*Source records*.
━━━━━━━━━━━━━━━━━━━━

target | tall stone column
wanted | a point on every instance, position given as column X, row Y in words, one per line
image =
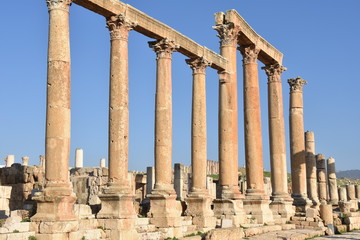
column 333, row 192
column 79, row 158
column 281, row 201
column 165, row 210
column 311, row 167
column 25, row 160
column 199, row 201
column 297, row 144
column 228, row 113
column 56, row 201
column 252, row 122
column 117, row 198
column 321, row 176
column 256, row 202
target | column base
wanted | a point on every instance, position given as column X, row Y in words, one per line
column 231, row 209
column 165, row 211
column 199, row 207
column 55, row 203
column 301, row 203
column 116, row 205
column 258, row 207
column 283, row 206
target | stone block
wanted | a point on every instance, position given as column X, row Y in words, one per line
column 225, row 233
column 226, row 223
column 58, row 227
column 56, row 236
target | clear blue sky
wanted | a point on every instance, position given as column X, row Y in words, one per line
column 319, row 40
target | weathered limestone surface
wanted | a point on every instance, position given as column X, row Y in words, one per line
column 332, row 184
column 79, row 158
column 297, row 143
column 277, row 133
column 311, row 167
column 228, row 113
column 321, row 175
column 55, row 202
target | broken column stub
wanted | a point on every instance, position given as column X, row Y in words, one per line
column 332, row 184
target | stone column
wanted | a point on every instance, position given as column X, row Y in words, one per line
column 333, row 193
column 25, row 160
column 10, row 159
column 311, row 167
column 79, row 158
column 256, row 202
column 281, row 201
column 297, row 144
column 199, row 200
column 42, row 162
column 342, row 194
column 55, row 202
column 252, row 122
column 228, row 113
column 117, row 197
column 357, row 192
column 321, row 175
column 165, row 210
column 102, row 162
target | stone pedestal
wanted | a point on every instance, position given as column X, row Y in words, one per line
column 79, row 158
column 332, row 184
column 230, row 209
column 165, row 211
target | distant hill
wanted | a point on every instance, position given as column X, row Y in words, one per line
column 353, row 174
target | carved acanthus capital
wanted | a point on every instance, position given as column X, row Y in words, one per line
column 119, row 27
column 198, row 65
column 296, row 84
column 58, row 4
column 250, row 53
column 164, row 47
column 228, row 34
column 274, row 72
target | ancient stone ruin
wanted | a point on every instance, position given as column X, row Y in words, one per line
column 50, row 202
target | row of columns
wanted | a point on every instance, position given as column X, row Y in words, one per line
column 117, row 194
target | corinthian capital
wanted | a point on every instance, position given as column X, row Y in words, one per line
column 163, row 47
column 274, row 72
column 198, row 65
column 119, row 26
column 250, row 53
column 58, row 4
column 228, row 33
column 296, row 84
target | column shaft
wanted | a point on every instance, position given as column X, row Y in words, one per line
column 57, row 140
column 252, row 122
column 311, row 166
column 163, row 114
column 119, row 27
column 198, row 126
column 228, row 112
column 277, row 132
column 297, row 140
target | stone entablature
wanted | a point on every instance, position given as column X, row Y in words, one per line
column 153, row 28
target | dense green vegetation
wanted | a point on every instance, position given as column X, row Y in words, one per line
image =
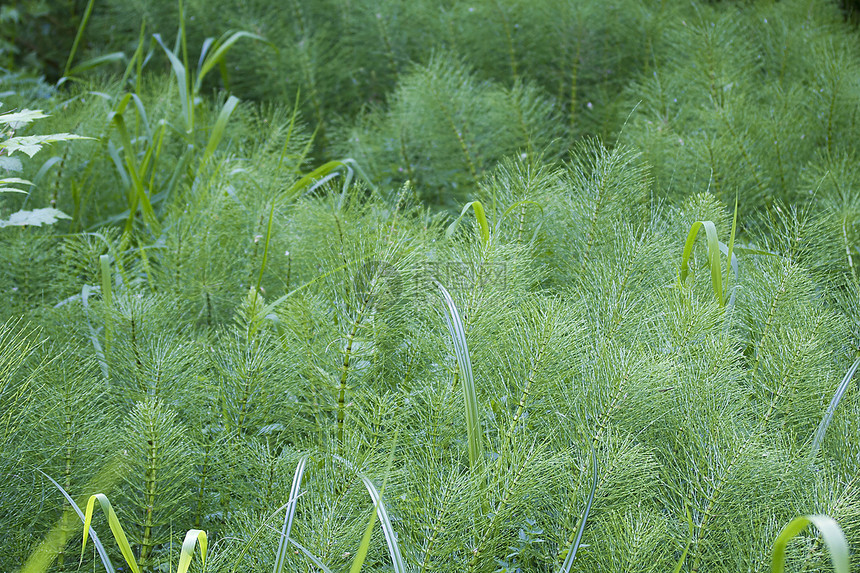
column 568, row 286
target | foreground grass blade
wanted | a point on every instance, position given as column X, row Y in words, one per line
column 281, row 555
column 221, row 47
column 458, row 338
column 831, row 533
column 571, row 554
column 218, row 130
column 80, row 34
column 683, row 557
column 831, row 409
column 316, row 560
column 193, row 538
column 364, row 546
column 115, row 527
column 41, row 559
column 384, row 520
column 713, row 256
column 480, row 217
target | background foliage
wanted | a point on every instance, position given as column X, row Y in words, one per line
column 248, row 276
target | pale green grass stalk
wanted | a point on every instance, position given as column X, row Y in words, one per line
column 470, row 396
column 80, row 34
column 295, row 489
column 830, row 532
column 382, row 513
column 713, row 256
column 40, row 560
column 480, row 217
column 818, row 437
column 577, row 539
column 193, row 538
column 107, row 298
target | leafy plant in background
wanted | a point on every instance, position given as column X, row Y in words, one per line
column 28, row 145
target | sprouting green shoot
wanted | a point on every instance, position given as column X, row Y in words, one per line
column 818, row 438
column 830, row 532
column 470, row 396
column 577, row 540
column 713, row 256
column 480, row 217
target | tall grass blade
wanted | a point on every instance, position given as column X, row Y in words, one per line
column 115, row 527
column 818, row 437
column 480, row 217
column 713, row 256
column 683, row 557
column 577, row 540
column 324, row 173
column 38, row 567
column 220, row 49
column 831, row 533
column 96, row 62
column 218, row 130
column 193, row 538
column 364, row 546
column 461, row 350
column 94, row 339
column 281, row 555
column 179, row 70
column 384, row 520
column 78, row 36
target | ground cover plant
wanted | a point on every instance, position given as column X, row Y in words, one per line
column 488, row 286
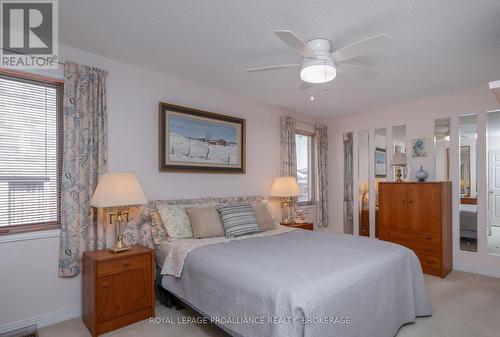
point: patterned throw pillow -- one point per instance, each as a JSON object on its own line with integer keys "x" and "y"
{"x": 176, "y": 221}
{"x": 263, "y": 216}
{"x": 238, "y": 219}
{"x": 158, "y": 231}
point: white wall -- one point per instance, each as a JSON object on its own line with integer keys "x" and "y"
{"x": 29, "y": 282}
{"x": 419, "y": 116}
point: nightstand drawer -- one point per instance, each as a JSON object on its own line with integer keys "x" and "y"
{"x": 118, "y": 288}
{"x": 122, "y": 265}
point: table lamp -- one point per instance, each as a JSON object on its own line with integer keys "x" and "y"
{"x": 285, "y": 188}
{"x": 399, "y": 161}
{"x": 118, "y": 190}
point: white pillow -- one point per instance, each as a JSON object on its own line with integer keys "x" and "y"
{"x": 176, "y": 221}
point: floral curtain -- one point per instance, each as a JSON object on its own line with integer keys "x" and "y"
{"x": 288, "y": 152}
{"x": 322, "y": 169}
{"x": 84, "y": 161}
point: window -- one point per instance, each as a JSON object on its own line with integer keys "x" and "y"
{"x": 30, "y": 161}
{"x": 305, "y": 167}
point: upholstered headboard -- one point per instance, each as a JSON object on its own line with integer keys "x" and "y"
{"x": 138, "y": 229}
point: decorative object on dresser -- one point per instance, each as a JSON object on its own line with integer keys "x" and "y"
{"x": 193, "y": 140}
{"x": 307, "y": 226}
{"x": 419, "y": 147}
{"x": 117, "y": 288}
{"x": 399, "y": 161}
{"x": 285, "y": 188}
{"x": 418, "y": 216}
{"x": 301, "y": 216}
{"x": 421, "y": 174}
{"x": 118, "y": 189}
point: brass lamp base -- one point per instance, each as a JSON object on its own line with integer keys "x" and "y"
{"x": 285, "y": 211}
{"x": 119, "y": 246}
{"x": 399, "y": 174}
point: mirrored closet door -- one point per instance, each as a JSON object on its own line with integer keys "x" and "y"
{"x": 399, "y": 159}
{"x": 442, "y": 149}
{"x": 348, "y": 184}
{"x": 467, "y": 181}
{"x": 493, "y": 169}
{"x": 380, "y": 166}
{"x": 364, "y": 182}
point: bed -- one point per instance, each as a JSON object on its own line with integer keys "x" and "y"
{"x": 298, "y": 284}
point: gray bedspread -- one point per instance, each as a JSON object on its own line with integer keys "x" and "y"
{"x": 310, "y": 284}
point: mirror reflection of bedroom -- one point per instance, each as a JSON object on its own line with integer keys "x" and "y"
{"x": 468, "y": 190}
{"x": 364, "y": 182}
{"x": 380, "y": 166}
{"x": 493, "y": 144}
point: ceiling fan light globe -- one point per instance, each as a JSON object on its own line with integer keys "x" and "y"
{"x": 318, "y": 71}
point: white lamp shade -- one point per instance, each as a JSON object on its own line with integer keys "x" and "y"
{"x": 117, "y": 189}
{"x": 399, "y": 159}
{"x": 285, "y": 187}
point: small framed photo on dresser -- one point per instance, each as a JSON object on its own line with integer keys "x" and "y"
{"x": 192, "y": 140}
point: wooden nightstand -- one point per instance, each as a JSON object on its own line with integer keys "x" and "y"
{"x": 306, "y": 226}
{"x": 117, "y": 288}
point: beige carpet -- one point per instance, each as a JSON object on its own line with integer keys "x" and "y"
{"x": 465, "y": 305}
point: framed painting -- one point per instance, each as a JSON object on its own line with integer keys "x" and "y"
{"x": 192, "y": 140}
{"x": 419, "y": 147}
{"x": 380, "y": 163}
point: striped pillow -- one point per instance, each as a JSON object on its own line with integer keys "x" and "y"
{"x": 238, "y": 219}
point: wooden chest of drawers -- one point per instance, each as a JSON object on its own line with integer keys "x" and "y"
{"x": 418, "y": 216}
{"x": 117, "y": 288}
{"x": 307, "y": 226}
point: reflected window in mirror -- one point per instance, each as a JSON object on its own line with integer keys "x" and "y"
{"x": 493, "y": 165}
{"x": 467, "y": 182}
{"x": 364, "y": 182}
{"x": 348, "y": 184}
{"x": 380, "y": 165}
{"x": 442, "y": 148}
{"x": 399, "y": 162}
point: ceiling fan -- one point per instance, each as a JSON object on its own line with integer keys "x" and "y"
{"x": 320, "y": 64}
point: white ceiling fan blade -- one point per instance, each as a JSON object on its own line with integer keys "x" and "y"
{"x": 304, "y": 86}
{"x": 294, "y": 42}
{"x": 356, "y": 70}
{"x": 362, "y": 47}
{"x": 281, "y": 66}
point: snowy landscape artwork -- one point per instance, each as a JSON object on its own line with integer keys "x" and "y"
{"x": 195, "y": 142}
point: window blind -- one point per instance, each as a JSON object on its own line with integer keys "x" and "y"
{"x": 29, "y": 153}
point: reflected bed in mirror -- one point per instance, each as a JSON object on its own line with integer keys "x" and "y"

━━━━━━━━━━━━━━━━━━━━

*Your objective*. Search the entries above for the string "tall". Copy each line in which it appears.

*Written answer*.
target | tall stone column
target | tall grass blade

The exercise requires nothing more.